Thursday, November 15, 2018

Blueprint: How DNA Makes Us Who We Are I

Robert Plomin, the behavioral geneticist, has written this book to sum up several decades of his research for general readers. So far, I've only read the initial chapters, which describe research on the characteristics of adopted children compared to their natural and adopting parents and unrelated siblings over time, and research on the characteristics of twins who were adopted into different families. The gold standard for this kind of research is identical twins who have been adopted into different families. Unfortunately, only a few such twins have been studied, and even though those studied indicate a very high correlation between characteristics of identical twins who have been raised apart, the number of identical (monozygotic) twins is too small to produce statistically significant results. The general findings indicate a relatively high correlation between the characteristics of closely related people, suggesting that environmental factors are far less important than genetic relatedness in producing characteristics in people.

Although adoption itself is not a subject that excites me much, I have often wondered whether parents who adopt know what they're getting into. I don't think so. Of the few instances with which I have some familiarity, the results have tended to be disastrous. This was because, as Plomin says, adopted children don't usually have much in common with the families into which they are adopted, and adopting babies, who haven't developed their adult personalities, doesn't improve the odds. Plomin correctly notes that nature significantly outweighs nurture in these situations.

So far in the book Plomin has not used the kind of language that I use to think about the issues associated with heritability, but it doesn't look as if we are going to have disagreements. For me, this goes way back to my adolescence, when I began to think about determinism. That had more to do with physics and Einstein's famous statement, "God does not play dice with the universe." For many years I hemmed and hawed over whether truly random events occur and even whether paranormal phenomena are real; my current thinking is that we do in fact live in a deterministic universe without true randomness, and that phenomena such as ESP are imaginary. Sean Carroll, my physics guru, apparently believes in determinism, and it makes sense to me. The hard part in physics is admitting that some of the techniques used by physicists to explain reality actually disguise the fact that certain aspects of it are not fully understood. Thus, I now think that true randomness does not exist; randomness is a fudge factor disguising the fact that we don't have the necessary techniques or computational power, and perhaps never will, to provide a detailed description of every event in the universe from the Big Bang onward. My own reasoning is that without a rigid coherence to the universe, it would be too unstable to produce stars and planets, let alone organisms. There is a deep coherence to the universe which I think would be shattered by truly random events.

▶ Apply what you read:
a – Shorten the paragraph of the post on Blueprint that begins "Although adoption itself" while keeping its main facts.
b – Copy the post on Blueprint word for word from "Although adoption itself" to "in these situations.".
The rows that follow come from a different source than the post on Blueprint.

▶ Provided data:

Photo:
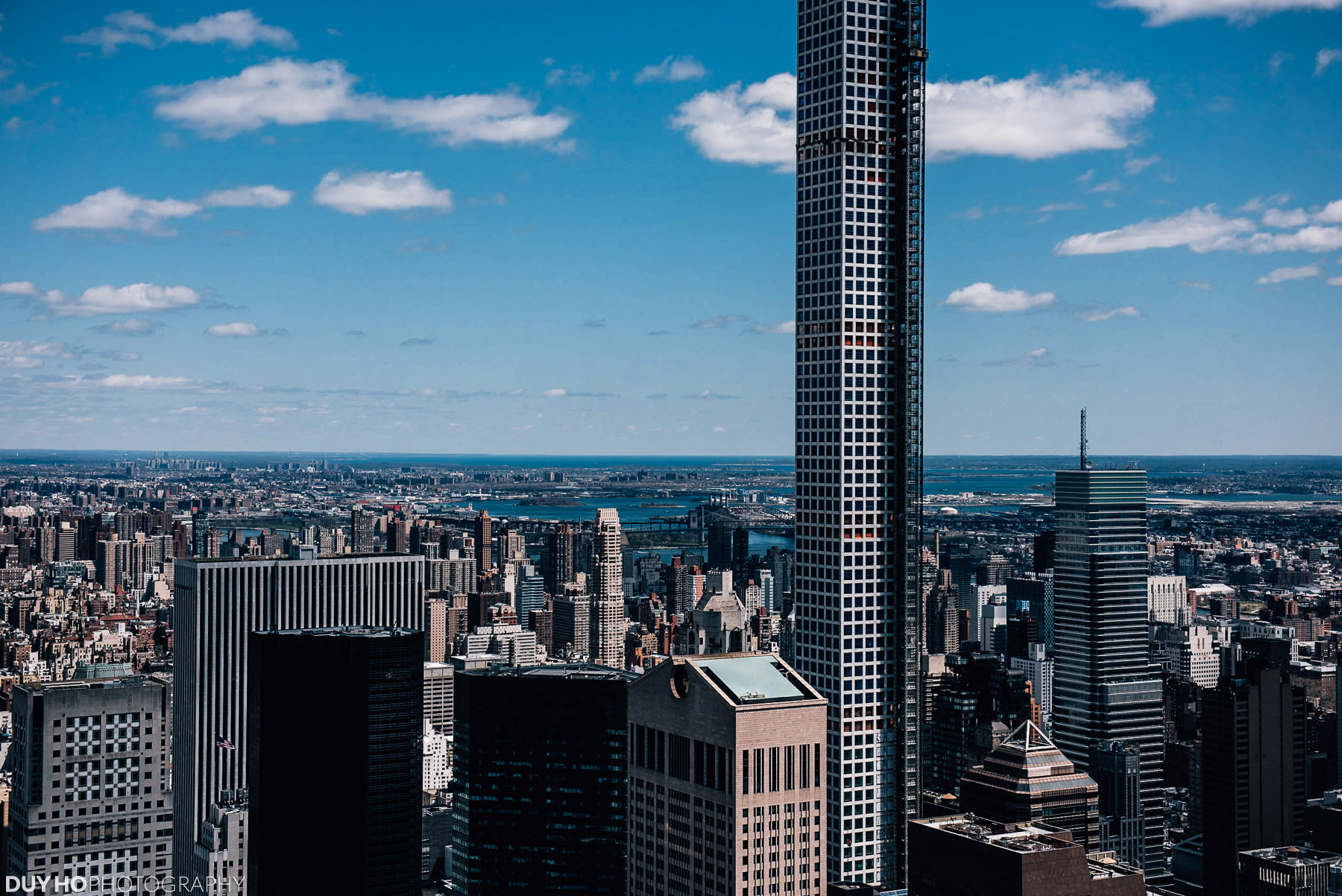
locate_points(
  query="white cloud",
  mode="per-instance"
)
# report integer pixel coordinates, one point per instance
(239, 28)
(288, 92)
(137, 298)
(1332, 214)
(130, 326)
(235, 329)
(1026, 119)
(1283, 274)
(717, 322)
(1162, 13)
(1203, 230)
(784, 327)
(755, 125)
(1258, 203)
(1138, 165)
(1033, 359)
(1030, 119)
(1282, 218)
(984, 297)
(263, 196)
(31, 354)
(116, 209)
(1308, 239)
(672, 69)
(380, 192)
(19, 287)
(141, 381)
(575, 75)
(1095, 315)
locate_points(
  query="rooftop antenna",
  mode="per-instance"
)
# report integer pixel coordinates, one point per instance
(1086, 463)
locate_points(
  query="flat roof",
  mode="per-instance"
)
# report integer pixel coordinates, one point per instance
(752, 679)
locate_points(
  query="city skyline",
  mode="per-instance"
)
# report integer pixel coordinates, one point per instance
(1176, 116)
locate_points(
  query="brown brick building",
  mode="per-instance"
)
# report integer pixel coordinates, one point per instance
(726, 780)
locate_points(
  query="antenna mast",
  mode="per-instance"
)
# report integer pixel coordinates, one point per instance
(1085, 461)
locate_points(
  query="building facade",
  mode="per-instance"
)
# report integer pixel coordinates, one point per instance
(1105, 686)
(541, 781)
(362, 688)
(1117, 769)
(92, 792)
(218, 604)
(1026, 780)
(607, 616)
(718, 742)
(1254, 765)
(859, 414)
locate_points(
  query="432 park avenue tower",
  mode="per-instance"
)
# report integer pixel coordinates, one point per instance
(860, 73)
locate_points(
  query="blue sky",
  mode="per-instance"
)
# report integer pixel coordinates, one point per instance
(567, 228)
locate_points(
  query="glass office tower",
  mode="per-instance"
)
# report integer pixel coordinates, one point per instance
(1105, 687)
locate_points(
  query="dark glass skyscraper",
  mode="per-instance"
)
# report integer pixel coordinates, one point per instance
(1105, 686)
(860, 70)
(336, 711)
(541, 781)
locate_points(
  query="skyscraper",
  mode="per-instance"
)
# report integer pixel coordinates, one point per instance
(1117, 769)
(109, 765)
(541, 788)
(483, 543)
(737, 736)
(859, 414)
(1105, 686)
(558, 560)
(607, 619)
(362, 690)
(1253, 754)
(362, 530)
(218, 605)
(1027, 778)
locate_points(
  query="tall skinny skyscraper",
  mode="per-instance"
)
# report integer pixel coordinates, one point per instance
(1105, 687)
(607, 616)
(859, 318)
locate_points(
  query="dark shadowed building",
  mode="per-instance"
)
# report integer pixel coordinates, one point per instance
(335, 715)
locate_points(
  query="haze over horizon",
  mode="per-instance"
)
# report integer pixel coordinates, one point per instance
(488, 228)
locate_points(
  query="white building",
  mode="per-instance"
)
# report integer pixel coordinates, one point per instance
(1039, 671)
(513, 643)
(608, 617)
(1189, 652)
(438, 760)
(1167, 600)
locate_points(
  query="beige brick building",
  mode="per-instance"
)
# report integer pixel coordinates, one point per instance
(726, 780)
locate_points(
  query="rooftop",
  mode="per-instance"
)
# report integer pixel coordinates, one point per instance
(582, 671)
(755, 678)
(1294, 856)
(349, 631)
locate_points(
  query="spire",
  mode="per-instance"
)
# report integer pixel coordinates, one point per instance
(1085, 459)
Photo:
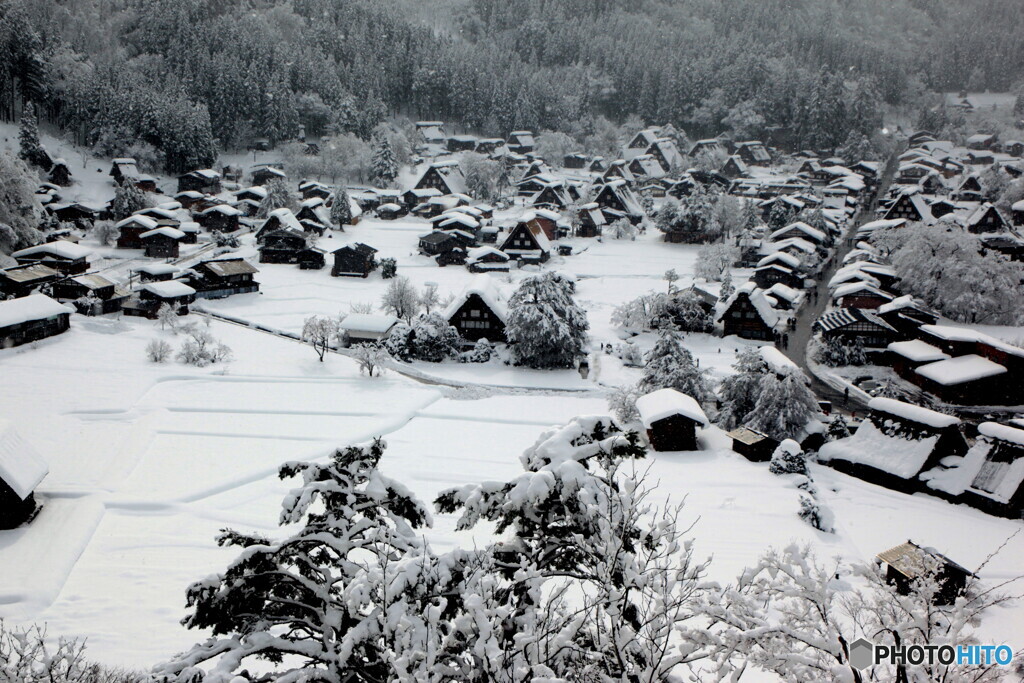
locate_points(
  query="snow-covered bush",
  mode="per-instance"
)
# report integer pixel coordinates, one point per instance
(546, 328)
(158, 350)
(202, 349)
(371, 358)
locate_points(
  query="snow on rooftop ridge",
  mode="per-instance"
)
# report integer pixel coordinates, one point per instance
(666, 403)
(961, 370)
(32, 307)
(20, 467)
(912, 413)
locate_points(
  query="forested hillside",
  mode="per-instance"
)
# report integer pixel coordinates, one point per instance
(187, 77)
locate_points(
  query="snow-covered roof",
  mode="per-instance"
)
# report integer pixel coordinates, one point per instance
(961, 370)
(143, 221)
(171, 232)
(667, 402)
(486, 288)
(370, 323)
(60, 248)
(32, 307)
(912, 413)
(869, 445)
(170, 289)
(20, 467)
(918, 350)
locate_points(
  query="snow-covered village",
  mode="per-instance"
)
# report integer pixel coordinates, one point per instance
(519, 342)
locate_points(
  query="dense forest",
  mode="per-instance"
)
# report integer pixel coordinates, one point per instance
(186, 77)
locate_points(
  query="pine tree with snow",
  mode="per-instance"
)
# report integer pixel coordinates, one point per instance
(278, 197)
(546, 328)
(28, 136)
(330, 601)
(384, 167)
(740, 390)
(582, 581)
(784, 406)
(788, 458)
(670, 365)
(127, 200)
(341, 209)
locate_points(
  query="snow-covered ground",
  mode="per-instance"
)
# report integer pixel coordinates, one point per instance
(148, 461)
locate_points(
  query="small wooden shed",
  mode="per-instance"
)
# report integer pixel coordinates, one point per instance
(671, 419)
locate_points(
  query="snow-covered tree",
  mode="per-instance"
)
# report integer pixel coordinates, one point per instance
(670, 365)
(322, 332)
(546, 328)
(784, 406)
(341, 209)
(739, 391)
(127, 200)
(278, 197)
(584, 586)
(31, 150)
(400, 299)
(384, 167)
(324, 602)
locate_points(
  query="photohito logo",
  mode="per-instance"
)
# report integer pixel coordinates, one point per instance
(864, 653)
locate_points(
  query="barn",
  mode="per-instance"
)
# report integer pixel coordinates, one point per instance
(22, 469)
(671, 419)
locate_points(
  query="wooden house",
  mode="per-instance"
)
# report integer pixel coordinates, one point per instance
(90, 294)
(354, 260)
(894, 443)
(749, 314)
(752, 444)
(263, 174)
(152, 296)
(131, 229)
(479, 312)
(30, 318)
(527, 242)
(203, 180)
(990, 476)
(20, 281)
(908, 562)
(162, 242)
(853, 325)
(671, 420)
(754, 153)
(22, 470)
(220, 278)
(367, 328)
(67, 258)
(282, 246)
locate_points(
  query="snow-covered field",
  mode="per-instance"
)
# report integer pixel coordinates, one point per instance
(148, 461)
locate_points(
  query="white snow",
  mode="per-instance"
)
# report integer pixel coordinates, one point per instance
(60, 248)
(912, 413)
(20, 467)
(33, 307)
(961, 370)
(667, 402)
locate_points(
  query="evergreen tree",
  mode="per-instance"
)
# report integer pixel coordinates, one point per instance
(278, 197)
(328, 602)
(546, 328)
(670, 365)
(740, 390)
(127, 200)
(341, 209)
(28, 135)
(384, 167)
(784, 406)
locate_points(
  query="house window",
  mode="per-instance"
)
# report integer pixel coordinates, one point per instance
(989, 476)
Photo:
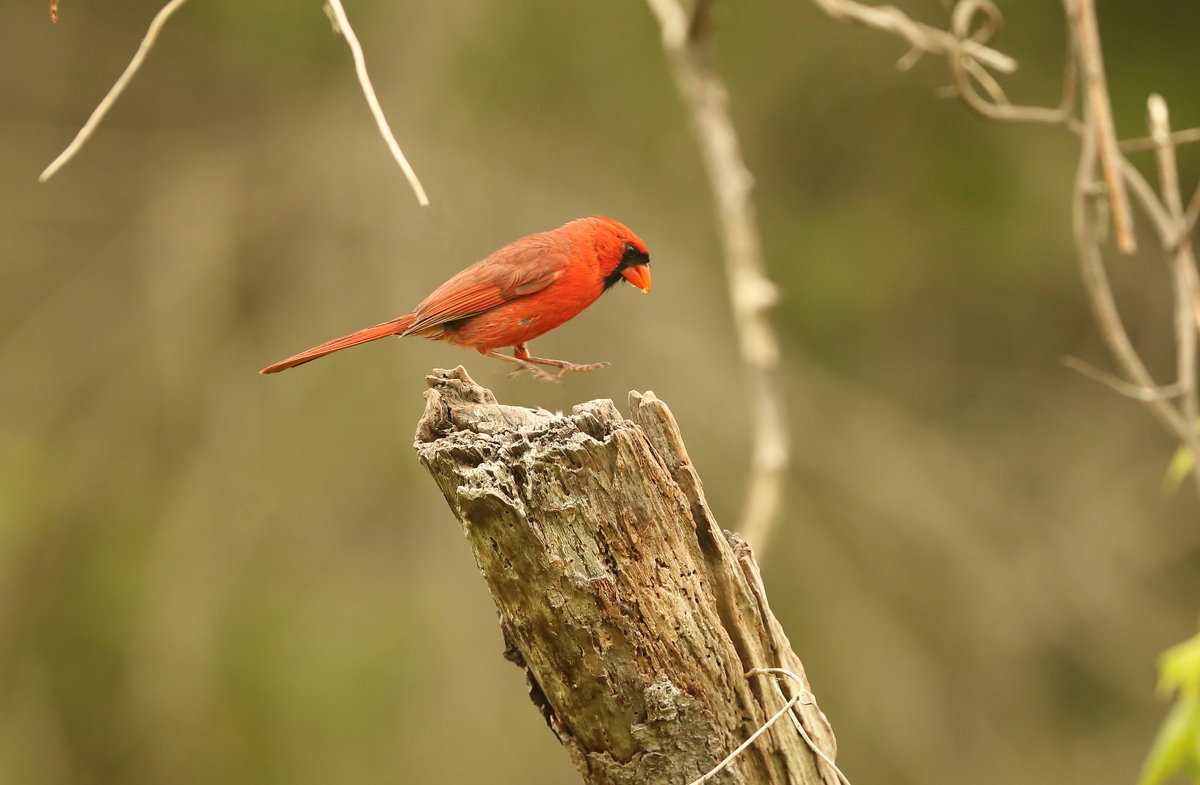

▶ Answers provided:
a – Adoption doesn't much interest me, but I have often wondered whether adoptive parents know what they're getting into, and I doubt it. The few cases I know of have mostly ended disastrously. As Plomin says, adopted children usually have little in common with their adoptive families, and adopting babies before their adult personalities form doesn't improve the odds. Plomin is right that nature significantly outweighs nurture in these situations.

b –
Although adoption itself is not a subject that excites me much, I have often wondered whether parents who adopt know what they're getting into. I don't think so. Of the few instances with which I have some familiarity, the results have tended to be disastrous. This was because, as Plomin says, adopted children don't usually have much in common with the families into which they are adopted, and adopting babies, who haven't developed their adult personalities, doesn't improve the odds. Plomin correctly notes that nature significantly outweighs nurture in these situations.